16.7.1 Probability Density Function

If $\alpha \in \mathbb{R}^+$ and $\beta \in \mathbb{R}^+$, then for $y \in \mathbb{R}^+$, $$\text{InvGamma}(y|\alpha,\beta) = \frac{\beta^{\alpha}} {\Gamma(\alpha)} \ y^{-(\alpha + 1)} \, \exp \! \left( \! - \beta \, \frac{1}{y} \right) .$$

16.7.2 Sampling Statement

y ~ inv_gamma(alpha, beta)

Increment target log probability density with inv_gamma_lpdf( y | alpha, beta) dropping constant additive terms.

16.7.3 Stan Functions

real inv_gamma_lpdf(reals y | reals alpha, reals beta)
The log of the inverse gamma density of y given shape alpha and scale beta

real inv_gamma_cdf(reals y, reals alpha, reals beta)
The inverse gamma cumulative distribution function of y given shape alpha and scale beta

real inv_gamma_lcdf(reals y | reals alpha, reals beta)
The log of the inverse gamma cumulative distribution function of y given shape alpha and scale beta

real inv_gamma_lccdf(reals y | reals alpha, reals beta)
The log of the inverse gamma complementary cumulative distribution function of y given shape alpha and scale beta

R inv_gamma_rng(reals alpha, reals beta)
Generate an inverse gamma variate with shape alpha and scale beta; may only be used in transformed data and generated quantities blocks. For a description of argument and return types, see section vectorized PRNG functions.

## Problems to solve:
(a) Using the inverse gamma documentation, explain what the sampling statement y ~ inv_gamma(alpha, beta) does.
(b) Extract the rows starting at the line that contains "the eroded rock" and ending at the last line of the rows, repeating them exactly and including both ends.
The rows are separate material, unrelated to the inverse gamma documentation.

## Listed records:

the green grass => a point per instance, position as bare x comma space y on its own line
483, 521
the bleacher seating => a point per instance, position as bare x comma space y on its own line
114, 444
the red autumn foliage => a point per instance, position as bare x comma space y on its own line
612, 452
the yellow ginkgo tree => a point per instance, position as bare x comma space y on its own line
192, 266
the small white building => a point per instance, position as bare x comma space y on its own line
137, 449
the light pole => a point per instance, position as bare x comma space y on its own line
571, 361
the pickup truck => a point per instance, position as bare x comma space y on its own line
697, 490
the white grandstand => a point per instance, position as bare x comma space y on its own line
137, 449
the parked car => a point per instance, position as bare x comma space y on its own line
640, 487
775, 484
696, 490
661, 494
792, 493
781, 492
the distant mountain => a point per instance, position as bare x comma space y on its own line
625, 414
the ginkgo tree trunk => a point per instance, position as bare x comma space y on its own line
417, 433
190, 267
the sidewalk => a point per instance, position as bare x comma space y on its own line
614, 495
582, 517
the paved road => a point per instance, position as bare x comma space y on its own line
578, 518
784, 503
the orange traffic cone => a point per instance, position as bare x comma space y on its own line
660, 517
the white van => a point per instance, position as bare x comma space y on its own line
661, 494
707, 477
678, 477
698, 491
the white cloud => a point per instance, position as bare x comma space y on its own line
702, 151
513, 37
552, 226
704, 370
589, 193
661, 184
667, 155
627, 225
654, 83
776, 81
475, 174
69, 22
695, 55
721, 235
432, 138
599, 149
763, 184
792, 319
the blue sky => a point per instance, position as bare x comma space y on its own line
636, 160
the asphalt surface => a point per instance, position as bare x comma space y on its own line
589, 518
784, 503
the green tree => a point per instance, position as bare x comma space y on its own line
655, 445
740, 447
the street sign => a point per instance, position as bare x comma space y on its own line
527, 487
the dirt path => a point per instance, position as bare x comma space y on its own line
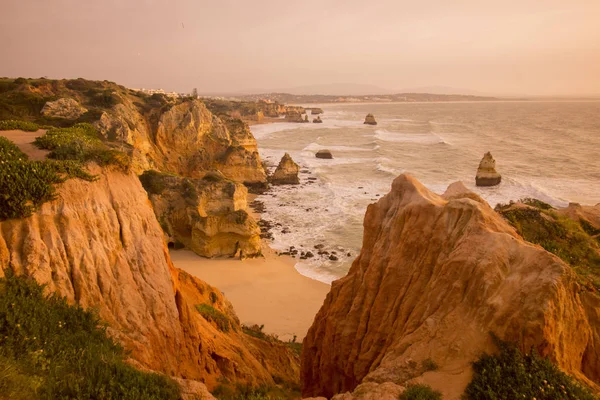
24, 140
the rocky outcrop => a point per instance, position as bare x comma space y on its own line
99, 245
66, 108
286, 172
486, 173
185, 139
208, 216
324, 154
370, 120
436, 275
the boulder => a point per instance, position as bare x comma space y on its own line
286, 172
66, 108
370, 120
486, 173
324, 154
435, 276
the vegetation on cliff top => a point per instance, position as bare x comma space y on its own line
28, 184
81, 143
510, 374
52, 350
570, 240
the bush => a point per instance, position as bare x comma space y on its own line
420, 392
10, 125
81, 143
28, 184
211, 314
51, 350
510, 374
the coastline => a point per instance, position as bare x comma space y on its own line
265, 291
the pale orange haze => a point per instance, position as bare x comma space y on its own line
534, 47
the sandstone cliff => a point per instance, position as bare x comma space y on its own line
208, 216
434, 277
100, 245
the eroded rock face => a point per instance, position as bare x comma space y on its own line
286, 172
435, 275
486, 173
208, 216
63, 108
187, 140
370, 120
100, 245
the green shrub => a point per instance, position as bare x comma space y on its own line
28, 184
9, 125
211, 314
52, 350
81, 143
510, 374
420, 392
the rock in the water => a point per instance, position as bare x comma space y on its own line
486, 173
324, 154
63, 108
286, 172
370, 119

## The replies:
(a) The statement increments the target log probability density with inv_gamma_lpdf(y | alpha, beta), dropping constant additive terms.

(b)
the eroded rock face => a point per instance, position as bare x comma space y on its own line
286, 172
435, 275
486, 173
208, 216
63, 108
187, 140
370, 120
100, 245
the green shrub => a point per instance, position as bare x comma space y on its own line
28, 184
9, 125
211, 314
52, 350
81, 143
510, 374
420, 392
the rock in the water => a point per instance, position as bare x comma space y on its own line
486, 173
324, 154
63, 108
286, 172
370, 119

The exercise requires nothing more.